# Exercise requirements
Transcribe the records that follow exactly. Skip the pictures.

___

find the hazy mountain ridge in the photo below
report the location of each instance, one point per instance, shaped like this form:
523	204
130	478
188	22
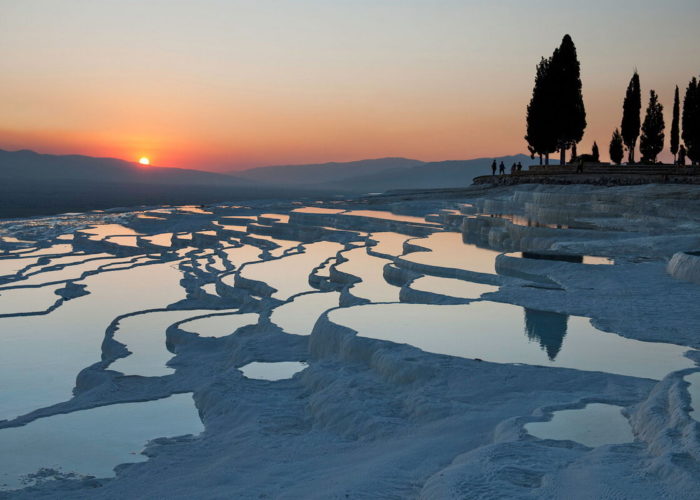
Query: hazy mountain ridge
381	174
318	173
29	165
440	174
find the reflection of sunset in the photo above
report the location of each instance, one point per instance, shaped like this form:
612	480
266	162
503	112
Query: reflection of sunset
247	94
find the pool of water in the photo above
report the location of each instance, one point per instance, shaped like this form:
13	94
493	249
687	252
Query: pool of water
161	239
92	442
694	390
505	333
381	214
452	287
370	270
578	259
289	275
25	300
144	336
318	210
272	371
42	355
595	425
299	316
102	231
448	250
388	243
219	325
12	266
72	272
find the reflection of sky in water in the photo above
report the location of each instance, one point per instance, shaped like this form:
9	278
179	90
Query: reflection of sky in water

___

# Written solution
find the hazy mountain ridge in the photo below
report the location of each instance, one point per instance, shaped like this form:
523	204
130	478
188	22
Query: hazy mountain ridge
381	174
318	173
29	165
440	174
find the reflection of sunset in the photo above
report the location of each instance, one point per instance, shaped like this form:
612	480
266	162
503	112
Query: reflection of sunset
247	94
find the pool of water in the photo above
report the location of each instance, one point per instance, shaped like this form:
13	94
493	249
687	252
Query: pool of water
161	239
92	442
694	390
505	333
381	214
452	287
370	270
578	259
289	275
25	300
144	336
318	210
272	371
42	355
595	425
299	316
102	231
448	250
388	243
219	325
12	266
72	272
find the reflection of sky in water in the photo above
report the location of each instance, one point per instance, shaped like this form:
9	278
179	90
Query: reflection of sky in water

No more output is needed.